_Problem requirements_.
Below is a set of entries. Print the line that contains "Could you please point to the snowshoe binding" and every later line word for word, through the final one.

_Data shown_.
****************

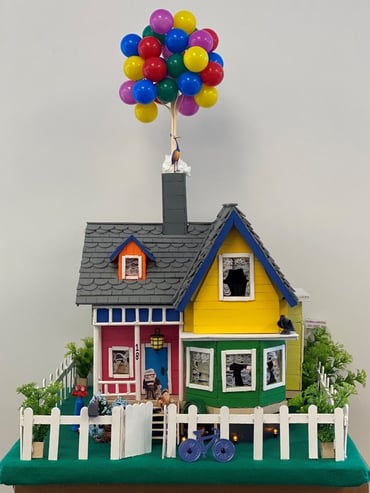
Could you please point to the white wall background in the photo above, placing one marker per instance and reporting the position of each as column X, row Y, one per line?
column 288, row 141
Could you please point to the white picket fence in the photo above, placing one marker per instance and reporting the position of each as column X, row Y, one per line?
column 65, row 373
column 131, row 432
column 283, row 419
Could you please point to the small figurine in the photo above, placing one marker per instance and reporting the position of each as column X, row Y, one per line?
column 165, row 399
column 151, row 384
column 285, row 324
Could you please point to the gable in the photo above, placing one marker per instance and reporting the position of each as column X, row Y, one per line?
column 254, row 308
column 229, row 218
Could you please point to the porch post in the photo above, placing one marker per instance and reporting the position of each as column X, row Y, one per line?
column 97, row 359
column 181, row 366
column 138, row 357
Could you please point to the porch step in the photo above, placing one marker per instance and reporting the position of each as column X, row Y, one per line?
column 157, row 423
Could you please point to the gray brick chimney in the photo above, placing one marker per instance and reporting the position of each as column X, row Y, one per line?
column 175, row 217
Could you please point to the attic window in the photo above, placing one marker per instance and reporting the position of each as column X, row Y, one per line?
column 236, row 277
column 131, row 267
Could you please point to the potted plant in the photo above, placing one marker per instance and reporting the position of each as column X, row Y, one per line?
column 320, row 348
column 313, row 394
column 82, row 357
column 41, row 400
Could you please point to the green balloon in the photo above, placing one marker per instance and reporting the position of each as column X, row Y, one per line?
column 148, row 31
column 175, row 65
column 167, row 90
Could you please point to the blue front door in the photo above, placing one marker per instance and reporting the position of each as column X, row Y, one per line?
column 158, row 360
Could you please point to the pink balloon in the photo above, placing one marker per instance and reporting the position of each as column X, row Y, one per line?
column 125, row 92
column 161, row 21
column 201, row 38
column 186, row 105
column 166, row 52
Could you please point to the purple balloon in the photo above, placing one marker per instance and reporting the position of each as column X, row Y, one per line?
column 125, row 92
column 215, row 57
column 201, row 38
column 186, row 105
column 166, row 53
column 161, row 21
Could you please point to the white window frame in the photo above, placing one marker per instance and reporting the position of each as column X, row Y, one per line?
column 140, row 269
column 281, row 381
column 224, row 365
column 123, row 349
column 208, row 354
column 221, row 268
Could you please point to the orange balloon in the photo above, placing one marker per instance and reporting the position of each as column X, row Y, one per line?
column 185, row 20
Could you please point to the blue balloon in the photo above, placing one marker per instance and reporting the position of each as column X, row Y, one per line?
column 176, row 40
column 144, row 91
column 129, row 44
column 215, row 57
column 189, row 83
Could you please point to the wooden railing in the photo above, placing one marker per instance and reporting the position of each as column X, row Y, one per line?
column 283, row 419
column 131, row 430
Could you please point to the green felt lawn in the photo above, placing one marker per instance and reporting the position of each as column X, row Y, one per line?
column 152, row 469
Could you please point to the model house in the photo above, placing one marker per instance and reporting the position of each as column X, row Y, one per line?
column 193, row 307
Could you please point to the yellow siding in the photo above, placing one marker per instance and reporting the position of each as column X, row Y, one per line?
column 212, row 315
column 295, row 351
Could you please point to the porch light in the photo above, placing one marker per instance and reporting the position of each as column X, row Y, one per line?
column 157, row 339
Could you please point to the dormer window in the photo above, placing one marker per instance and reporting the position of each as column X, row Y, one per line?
column 131, row 267
column 132, row 258
column 236, row 277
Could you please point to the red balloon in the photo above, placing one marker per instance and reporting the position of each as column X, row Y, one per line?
column 213, row 74
column 214, row 36
column 149, row 47
column 155, row 69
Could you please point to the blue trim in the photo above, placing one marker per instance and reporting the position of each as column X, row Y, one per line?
column 117, row 251
column 116, row 315
column 235, row 220
column 157, row 315
column 172, row 315
column 130, row 315
column 143, row 314
column 102, row 315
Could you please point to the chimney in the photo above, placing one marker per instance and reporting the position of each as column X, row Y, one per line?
column 175, row 220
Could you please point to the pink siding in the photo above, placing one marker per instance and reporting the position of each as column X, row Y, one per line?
column 124, row 336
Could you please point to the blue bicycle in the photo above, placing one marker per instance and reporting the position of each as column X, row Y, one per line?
column 191, row 449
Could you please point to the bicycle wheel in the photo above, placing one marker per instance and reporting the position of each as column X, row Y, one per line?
column 223, row 450
column 190, row 450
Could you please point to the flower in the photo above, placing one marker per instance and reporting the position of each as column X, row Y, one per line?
column 79, row 391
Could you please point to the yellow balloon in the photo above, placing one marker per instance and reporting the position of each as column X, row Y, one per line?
column 196, row 59
column 185, row 20
column 133, row 67
column 207, row 96
column 146, row 113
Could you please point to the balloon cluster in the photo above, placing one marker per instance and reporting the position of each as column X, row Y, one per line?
column 173, row 63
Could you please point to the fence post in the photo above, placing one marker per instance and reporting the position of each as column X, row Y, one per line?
column 54, row 434
column 83, row 444
column 258, row 434
column 339, row 433
column 26, row 452
column 116, row 433
column 312, row 432
column 224, row 422
column 284, row 433
column 192, row 420
column 170, row 439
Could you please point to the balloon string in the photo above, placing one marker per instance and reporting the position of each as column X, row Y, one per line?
column 173, row 125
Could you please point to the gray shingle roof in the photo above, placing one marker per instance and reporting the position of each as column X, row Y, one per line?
column 181, row 261
column 98, row 282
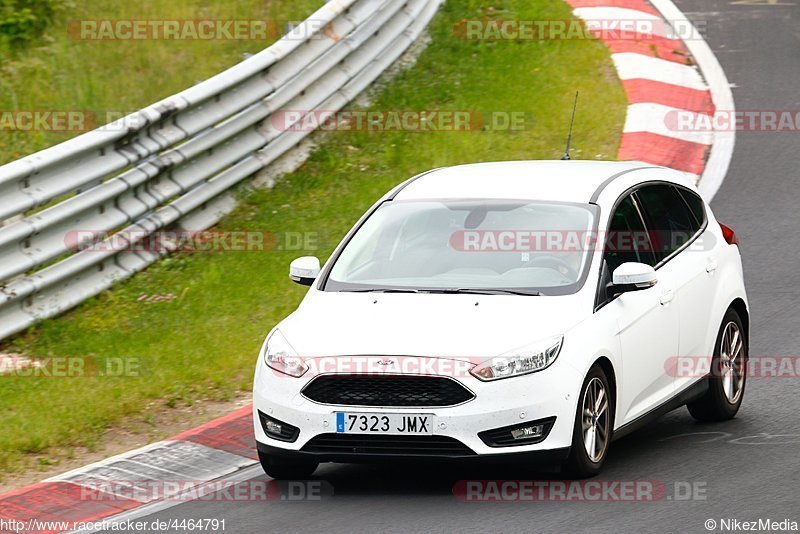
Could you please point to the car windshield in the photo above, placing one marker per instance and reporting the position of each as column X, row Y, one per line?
column 469, row 246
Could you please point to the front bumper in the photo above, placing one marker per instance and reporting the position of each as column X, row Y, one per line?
column 549, row 393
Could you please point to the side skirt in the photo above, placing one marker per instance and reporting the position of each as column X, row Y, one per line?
column 693, row 392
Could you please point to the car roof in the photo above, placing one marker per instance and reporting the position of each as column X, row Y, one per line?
column 562, row 181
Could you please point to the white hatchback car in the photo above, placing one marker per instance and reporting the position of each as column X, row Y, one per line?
column 530, row 310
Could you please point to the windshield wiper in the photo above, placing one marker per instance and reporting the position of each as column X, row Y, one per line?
column 485, row 291
column 379, row 290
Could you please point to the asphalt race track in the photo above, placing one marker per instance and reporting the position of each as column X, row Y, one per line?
column 745, row 469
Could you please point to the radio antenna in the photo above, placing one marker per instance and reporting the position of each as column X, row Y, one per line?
column 571, row 122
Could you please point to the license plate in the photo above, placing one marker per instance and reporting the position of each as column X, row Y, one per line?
column 384, row 423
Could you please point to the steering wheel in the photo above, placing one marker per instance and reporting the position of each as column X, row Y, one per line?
column 555, row 263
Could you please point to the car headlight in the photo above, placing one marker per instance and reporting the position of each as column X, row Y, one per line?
column 520, row 361
column 279, row 355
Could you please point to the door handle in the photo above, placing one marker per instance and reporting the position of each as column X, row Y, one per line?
column 666, row 297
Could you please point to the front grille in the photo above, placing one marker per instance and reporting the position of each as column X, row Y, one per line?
column 388, row 390
column 387, row 445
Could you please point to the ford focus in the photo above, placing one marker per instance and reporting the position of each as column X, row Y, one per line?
column 525, row 311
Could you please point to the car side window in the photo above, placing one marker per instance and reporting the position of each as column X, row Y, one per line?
column 670, row 222
column 696, row 206
column 627, row 238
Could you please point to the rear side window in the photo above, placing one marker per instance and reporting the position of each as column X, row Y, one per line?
column 696, row 206
column 669, row 220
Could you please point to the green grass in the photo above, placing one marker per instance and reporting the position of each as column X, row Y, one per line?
column 204, row 346
column 58, row 72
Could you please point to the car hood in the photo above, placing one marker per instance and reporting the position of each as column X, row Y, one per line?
column 433, row 325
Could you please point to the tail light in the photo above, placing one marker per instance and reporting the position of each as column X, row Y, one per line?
column 729, row 235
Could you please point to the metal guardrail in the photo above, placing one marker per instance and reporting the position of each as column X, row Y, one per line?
column 172, row 164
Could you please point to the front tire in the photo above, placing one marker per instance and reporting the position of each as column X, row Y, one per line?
column 728, row 373
column 594, row 422
column 282, row 468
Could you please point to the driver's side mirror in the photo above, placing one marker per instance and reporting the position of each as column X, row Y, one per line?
column 304, row 270
column 632, row 276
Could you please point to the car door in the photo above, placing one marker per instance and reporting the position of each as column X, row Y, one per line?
column 647, row 320
column 677, row 218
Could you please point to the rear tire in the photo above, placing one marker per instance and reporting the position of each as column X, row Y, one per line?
column 283, row 468
column 594, row 423
column 728, row 373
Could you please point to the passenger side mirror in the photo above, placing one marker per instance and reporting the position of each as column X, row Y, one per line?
column 632, row 276
column 304, row 270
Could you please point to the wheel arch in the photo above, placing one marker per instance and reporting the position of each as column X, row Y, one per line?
column 608, row 368
column 740, row 307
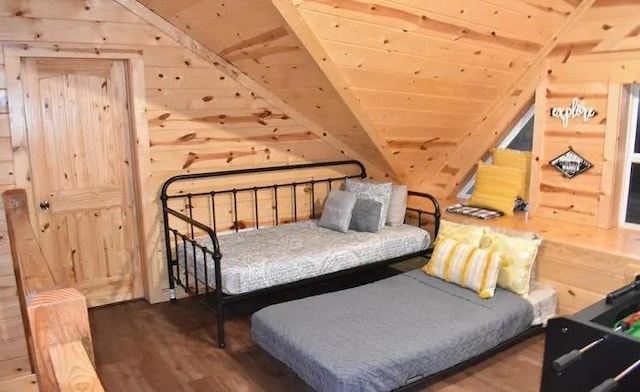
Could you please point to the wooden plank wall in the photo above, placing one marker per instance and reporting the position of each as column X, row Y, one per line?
column 593, row 62
column 199, row 118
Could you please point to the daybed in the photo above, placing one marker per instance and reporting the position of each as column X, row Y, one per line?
column 395, row 332
column 220, row 269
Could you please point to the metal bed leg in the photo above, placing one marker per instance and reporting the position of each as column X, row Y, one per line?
column 220, row 324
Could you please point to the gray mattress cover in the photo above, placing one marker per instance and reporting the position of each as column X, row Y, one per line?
column 383, row 335
column 255, row 259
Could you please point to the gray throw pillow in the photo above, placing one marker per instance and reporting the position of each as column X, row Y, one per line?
column 337, row 211
column 397, row 205
column 366, row 215
column 372, row 191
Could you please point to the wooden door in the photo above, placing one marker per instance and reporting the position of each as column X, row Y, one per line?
column 81, row 171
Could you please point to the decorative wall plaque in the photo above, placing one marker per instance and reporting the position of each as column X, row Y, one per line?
column 570, row 163
column 577, row 109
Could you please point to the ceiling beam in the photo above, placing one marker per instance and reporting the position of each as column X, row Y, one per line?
column 446, row 177
column 224, row 66
column 301, row 31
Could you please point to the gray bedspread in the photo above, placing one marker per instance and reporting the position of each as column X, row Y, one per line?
column 383, row 335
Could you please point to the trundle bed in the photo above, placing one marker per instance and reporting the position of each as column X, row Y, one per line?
column 397, row 332
column 292, row 250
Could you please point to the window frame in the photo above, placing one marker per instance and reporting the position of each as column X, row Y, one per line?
column 630, row 157
column 465, row 191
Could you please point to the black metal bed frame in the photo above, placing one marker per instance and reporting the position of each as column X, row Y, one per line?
column 213, row 298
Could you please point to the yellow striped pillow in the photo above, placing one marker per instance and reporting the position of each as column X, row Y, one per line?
column 496, row 188
column 465, row 265
column 517, row 160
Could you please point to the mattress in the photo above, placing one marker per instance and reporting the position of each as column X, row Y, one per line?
column 256, row 259
column 384, row 335
column 543, row 299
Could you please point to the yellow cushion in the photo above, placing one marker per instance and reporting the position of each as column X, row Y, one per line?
column 496, row 187
column 465, row 265
column 518, row 256
column 468, row 234
column 517, row 160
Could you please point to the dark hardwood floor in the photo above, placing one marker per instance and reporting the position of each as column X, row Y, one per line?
column 170, row 347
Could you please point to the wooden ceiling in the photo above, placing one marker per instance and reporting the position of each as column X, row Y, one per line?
column 251, row 35
column 409, row 84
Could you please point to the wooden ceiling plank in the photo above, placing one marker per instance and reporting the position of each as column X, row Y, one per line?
column 543, row 8
column 374, row 36
column 482, row 15
column 222, row 65
column 298, row 28
column 444, row 179
column 412, row 19
column 416, row 84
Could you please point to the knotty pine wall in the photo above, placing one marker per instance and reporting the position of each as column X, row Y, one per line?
column 199, row 119
column 584, row 259
column 594, row 61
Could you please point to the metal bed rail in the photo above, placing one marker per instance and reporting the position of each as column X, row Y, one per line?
column 183, row 268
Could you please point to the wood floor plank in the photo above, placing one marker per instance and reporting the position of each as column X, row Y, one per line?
column 171, row 347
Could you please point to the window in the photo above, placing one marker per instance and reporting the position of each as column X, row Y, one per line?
column 520, row 137
column 630, row 203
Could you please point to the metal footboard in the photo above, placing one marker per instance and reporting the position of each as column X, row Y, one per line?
column 183, row 230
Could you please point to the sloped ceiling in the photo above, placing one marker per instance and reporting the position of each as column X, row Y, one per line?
column 251, row 35
column 423, row 87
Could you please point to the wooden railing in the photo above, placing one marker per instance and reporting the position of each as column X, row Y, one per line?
column 55, row 318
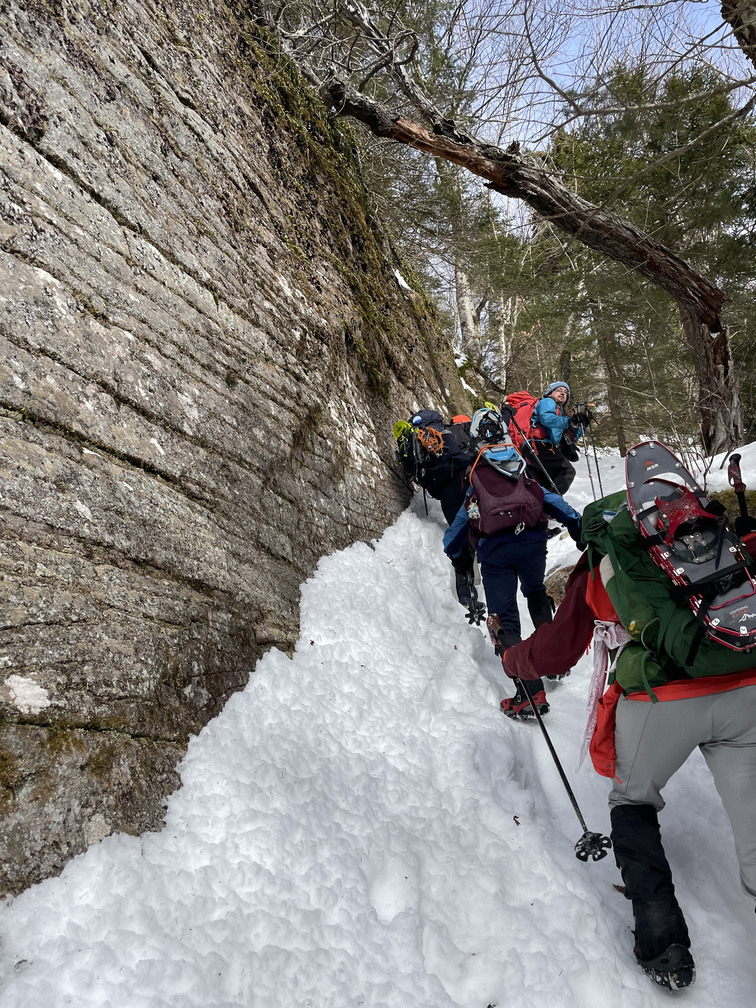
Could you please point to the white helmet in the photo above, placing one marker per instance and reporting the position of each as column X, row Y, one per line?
column 505, row 459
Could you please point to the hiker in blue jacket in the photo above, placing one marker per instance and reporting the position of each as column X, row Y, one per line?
column 553, row 433
column 511, row 556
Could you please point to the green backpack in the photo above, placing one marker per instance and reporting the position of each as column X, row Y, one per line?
column 667, row 642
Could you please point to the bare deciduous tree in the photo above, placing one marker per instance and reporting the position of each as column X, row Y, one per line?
column 363, row 66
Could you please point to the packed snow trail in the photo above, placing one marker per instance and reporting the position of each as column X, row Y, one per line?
column 361, row 826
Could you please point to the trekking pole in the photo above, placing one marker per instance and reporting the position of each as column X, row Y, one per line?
column 592, row 419
column 508, row 412
column 591, row 845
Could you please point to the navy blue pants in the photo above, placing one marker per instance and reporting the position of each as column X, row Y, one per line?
column 504, row 564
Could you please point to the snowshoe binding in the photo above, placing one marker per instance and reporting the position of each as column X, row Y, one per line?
column 689, row 540
column 673, row 969
column 520, row 707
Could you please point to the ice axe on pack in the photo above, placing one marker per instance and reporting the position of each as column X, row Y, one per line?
column 507, row 414
column 591, row 845
column 744, row 523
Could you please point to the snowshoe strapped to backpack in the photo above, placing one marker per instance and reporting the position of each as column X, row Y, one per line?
column 686, row 536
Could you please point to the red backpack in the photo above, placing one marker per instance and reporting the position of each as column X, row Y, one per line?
column 523, row 404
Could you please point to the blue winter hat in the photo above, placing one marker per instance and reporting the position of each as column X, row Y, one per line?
column 556, row 384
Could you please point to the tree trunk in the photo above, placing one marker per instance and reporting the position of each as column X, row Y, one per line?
column 512, row 174
column 719, row 400
column 469, row 330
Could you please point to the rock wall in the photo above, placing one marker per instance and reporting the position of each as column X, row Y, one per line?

****************

_Solution to the exercise_.
Could you please point to the snowshoe binding in the photo above, placing one marker per instance and reporting the position of each as column X, row Y, one per line?
column 689, row 540
column 673, row 969
column 520, row 707
Could you please point to the ice axe on pack in the photo above, placing one marker per instance and reporting the position of each as column X, row Y, one per line?
column 507, row 414
column 591, row 845
column 744, row 523
Could you please point to the snowshoe strapped to backpack in the photo above, placing one marker per instance and reporting the position of each as column X, row Y, one per line?
column 686, row 536
Could you please point to the red backpack in the photo above, placing one marker per instance and reporting the position of each as column X, row Y, one per line?
column 523, row 404
Could you please point to the blue winter hat in the photo above, placing one marker per instance and reporting the position of each as column X, row Y, one per line?
column 556, row 384
Could you please point to the tree trunk in the photo above, placing one marker per instance and reporting the position of each as column X, row Y, one per line?
column 512, row 174
column 719, row 400
column 469, row 330
Could you please point to the rock wall in the photo above, placing one marker per instance and reporting the position of each as column X, row Y, one per line?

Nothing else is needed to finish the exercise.